## Data shown
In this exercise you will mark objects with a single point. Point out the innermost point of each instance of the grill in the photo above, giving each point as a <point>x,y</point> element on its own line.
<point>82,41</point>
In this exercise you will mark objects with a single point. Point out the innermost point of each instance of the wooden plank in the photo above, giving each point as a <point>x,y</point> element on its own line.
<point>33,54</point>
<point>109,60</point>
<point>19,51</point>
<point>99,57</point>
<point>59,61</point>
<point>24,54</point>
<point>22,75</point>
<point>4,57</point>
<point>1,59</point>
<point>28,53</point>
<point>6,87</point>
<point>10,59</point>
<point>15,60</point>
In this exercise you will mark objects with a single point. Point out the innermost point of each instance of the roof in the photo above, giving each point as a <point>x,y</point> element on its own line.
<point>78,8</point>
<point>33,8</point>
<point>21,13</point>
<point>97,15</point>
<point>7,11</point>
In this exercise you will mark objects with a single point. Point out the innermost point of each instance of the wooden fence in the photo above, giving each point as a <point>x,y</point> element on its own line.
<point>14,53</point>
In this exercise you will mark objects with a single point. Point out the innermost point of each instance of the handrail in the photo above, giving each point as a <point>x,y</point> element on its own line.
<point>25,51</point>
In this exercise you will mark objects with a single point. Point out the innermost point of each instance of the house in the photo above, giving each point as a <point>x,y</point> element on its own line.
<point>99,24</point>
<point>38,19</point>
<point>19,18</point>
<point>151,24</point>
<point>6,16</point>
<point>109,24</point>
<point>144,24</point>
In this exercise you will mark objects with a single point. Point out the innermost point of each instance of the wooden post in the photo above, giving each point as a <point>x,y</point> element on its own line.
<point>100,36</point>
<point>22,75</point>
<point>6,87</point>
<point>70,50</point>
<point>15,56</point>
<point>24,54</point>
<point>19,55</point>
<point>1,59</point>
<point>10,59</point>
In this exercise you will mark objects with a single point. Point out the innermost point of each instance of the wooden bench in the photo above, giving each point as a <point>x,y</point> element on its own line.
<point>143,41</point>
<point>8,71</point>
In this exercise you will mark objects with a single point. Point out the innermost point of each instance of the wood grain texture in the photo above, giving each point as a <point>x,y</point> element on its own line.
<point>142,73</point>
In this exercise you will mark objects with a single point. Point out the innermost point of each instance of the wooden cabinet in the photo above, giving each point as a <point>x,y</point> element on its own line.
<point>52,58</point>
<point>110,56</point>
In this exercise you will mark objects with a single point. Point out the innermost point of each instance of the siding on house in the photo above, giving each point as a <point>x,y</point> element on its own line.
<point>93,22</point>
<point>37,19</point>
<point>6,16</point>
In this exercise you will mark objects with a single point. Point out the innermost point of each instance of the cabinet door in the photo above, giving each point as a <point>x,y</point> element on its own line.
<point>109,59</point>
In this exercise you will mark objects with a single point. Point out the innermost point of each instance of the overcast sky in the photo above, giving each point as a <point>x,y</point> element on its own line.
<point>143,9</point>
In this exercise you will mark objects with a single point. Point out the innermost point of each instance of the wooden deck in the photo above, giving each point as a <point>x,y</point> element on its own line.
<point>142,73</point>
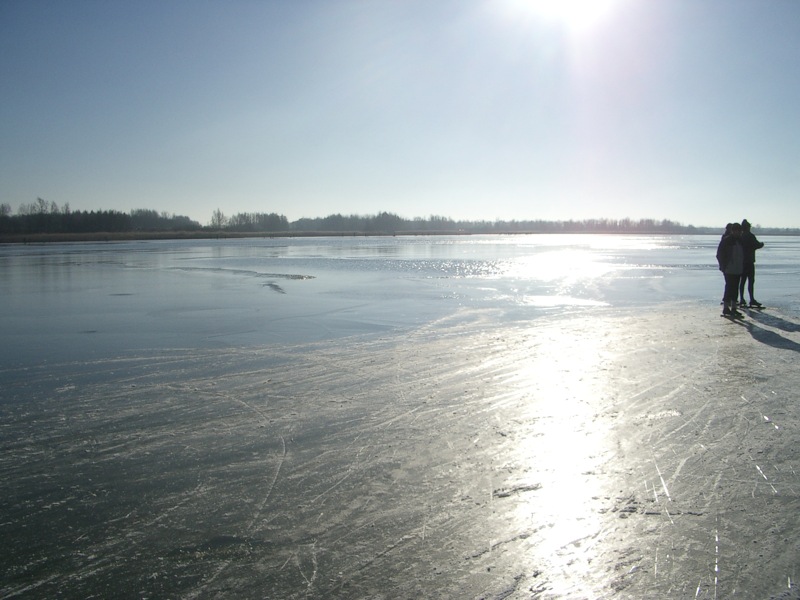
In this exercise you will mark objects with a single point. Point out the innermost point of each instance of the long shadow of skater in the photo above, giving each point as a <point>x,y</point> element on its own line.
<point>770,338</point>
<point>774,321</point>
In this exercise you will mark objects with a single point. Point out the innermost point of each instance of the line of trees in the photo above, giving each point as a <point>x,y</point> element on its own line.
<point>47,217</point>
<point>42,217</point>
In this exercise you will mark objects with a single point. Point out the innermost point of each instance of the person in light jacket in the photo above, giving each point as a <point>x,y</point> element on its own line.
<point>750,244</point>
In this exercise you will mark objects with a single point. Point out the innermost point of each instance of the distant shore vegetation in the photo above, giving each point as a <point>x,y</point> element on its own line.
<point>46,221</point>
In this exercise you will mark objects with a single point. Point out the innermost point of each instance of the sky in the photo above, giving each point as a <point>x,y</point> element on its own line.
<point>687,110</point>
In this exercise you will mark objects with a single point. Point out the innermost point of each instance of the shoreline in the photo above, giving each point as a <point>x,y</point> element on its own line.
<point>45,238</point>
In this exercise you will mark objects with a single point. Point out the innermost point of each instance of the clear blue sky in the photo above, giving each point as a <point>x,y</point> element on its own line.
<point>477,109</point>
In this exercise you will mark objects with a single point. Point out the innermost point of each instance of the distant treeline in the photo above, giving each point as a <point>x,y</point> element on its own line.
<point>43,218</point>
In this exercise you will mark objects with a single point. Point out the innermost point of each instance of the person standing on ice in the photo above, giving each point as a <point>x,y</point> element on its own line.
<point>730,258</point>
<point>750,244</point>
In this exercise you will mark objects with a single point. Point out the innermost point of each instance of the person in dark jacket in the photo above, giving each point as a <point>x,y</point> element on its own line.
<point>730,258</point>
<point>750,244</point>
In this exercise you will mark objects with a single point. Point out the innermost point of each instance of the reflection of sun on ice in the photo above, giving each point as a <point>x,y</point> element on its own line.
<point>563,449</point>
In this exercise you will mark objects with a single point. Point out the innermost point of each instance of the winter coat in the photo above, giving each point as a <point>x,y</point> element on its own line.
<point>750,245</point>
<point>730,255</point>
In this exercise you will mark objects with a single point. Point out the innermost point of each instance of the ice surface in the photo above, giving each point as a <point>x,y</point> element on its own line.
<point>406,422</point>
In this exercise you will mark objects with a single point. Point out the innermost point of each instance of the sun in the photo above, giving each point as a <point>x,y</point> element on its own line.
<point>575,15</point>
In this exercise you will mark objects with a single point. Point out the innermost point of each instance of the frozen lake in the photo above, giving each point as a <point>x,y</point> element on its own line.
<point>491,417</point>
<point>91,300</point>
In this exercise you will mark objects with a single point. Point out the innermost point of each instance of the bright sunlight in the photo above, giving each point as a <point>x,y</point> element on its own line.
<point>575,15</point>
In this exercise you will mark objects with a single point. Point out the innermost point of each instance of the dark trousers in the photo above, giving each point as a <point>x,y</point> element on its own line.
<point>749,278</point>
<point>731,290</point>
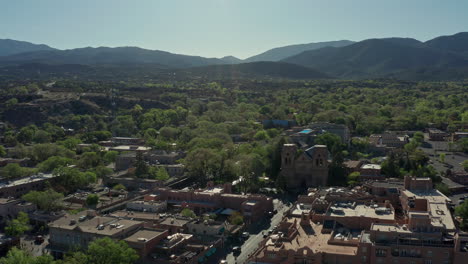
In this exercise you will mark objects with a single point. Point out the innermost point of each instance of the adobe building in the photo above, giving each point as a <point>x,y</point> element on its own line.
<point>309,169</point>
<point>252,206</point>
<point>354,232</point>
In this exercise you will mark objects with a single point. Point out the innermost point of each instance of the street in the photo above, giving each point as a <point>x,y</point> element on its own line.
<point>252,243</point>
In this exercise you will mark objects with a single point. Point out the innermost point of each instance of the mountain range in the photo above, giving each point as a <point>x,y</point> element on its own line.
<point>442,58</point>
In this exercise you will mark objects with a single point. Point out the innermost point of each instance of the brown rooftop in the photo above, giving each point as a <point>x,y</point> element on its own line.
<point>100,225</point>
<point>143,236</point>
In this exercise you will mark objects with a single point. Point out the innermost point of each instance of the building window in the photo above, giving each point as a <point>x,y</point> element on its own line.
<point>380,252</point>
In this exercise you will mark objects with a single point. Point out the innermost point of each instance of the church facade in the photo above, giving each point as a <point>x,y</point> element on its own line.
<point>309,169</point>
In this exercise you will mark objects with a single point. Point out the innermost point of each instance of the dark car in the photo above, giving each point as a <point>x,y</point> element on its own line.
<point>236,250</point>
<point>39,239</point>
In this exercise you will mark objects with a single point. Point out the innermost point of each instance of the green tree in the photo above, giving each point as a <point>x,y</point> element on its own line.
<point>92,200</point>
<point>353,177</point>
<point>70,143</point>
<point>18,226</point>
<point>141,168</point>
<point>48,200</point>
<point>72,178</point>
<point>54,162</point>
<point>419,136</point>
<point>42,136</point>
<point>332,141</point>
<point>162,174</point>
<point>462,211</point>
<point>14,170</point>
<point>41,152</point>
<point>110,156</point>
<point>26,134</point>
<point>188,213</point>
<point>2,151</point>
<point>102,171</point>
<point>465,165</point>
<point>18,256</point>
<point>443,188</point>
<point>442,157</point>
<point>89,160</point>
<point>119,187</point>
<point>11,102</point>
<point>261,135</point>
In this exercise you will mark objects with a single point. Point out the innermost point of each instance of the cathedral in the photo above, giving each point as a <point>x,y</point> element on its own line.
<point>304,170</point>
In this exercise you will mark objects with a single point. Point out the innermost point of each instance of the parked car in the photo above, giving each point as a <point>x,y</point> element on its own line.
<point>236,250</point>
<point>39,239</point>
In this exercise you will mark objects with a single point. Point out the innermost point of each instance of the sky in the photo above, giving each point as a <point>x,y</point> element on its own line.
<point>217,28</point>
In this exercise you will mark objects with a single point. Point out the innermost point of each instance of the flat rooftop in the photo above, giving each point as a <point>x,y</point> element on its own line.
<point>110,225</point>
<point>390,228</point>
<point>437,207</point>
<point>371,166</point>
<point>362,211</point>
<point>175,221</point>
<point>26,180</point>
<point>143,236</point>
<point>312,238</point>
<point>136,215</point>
--
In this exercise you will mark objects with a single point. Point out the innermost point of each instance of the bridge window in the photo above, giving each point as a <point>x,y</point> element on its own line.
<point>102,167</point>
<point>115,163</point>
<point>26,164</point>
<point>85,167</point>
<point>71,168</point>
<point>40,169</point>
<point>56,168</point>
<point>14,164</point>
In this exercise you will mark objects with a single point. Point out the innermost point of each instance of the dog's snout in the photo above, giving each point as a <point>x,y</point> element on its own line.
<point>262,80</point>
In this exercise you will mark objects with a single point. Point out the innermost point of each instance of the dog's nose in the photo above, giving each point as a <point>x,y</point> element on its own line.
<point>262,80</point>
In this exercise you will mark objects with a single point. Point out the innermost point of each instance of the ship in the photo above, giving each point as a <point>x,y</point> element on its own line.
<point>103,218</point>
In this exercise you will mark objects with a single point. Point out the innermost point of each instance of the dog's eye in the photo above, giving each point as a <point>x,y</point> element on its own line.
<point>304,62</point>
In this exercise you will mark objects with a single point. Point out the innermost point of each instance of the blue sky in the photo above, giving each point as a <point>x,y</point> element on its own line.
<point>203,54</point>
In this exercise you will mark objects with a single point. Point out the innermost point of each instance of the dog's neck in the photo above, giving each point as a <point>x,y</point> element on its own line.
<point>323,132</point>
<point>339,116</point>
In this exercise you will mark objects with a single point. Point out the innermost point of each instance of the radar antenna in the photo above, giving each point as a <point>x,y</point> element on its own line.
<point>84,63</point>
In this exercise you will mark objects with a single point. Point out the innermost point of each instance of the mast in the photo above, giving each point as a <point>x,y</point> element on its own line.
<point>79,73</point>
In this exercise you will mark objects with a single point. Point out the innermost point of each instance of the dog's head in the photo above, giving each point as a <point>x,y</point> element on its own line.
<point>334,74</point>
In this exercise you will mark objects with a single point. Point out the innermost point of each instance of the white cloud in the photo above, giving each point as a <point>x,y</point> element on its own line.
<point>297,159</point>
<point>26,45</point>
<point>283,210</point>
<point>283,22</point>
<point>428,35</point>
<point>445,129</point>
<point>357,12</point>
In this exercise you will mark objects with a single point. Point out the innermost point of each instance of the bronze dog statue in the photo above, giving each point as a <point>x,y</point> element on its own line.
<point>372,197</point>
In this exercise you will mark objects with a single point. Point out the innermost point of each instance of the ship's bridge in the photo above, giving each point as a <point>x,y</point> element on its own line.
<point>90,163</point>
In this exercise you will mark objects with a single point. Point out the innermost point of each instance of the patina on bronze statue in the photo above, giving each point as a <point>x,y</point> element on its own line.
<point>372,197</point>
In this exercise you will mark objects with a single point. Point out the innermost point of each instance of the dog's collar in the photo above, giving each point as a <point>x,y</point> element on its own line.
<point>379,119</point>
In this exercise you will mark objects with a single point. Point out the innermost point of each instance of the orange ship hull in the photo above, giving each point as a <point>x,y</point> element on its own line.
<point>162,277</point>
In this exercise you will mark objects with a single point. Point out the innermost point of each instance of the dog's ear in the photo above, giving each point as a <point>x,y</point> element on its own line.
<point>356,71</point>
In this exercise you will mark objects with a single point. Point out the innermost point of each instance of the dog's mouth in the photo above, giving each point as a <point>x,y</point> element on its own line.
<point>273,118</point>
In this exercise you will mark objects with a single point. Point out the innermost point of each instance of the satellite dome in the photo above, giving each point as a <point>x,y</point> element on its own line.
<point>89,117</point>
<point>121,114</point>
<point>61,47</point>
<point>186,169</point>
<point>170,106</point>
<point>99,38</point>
...
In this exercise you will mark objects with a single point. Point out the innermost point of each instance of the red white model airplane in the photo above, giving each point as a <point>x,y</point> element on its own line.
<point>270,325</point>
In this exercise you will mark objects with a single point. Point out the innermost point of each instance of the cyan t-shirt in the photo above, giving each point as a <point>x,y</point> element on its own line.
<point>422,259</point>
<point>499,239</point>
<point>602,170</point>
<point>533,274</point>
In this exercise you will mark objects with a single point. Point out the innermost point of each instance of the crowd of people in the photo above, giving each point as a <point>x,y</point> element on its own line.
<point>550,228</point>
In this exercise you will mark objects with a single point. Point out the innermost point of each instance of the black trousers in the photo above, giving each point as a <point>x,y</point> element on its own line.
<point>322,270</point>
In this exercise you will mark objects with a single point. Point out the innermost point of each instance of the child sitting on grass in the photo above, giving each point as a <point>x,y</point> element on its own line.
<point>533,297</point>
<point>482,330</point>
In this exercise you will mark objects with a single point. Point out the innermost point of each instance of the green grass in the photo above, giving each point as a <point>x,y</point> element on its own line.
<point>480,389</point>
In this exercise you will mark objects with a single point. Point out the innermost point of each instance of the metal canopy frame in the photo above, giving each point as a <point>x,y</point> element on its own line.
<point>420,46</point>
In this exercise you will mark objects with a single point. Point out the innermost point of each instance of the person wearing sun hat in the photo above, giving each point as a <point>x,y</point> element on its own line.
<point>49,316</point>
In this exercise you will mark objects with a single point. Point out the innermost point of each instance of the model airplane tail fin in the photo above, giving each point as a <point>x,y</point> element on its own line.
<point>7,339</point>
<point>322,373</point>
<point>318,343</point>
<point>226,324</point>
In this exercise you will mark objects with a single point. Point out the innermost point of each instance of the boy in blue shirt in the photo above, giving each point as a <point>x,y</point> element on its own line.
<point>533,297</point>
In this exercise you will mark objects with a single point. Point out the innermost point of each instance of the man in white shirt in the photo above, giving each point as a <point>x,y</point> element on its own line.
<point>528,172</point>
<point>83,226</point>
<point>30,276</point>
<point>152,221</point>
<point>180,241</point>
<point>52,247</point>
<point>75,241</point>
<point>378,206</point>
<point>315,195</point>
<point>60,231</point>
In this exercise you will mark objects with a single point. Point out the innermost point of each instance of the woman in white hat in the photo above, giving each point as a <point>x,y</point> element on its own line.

## Objective
Copy out in full the stretch of lines from the one containing "of the ship's" through the one containing "<point>90,163</point>". Add -37 to every coordinate in the answers and leave all other text unchanged.

## Solution
In this exercise you will mark objects with a single point. Point out the innermost point of each instance of the ship's bridge in the photo above, giving each point as a <point>x,y</point> element on its own line.
<point>53,126</point>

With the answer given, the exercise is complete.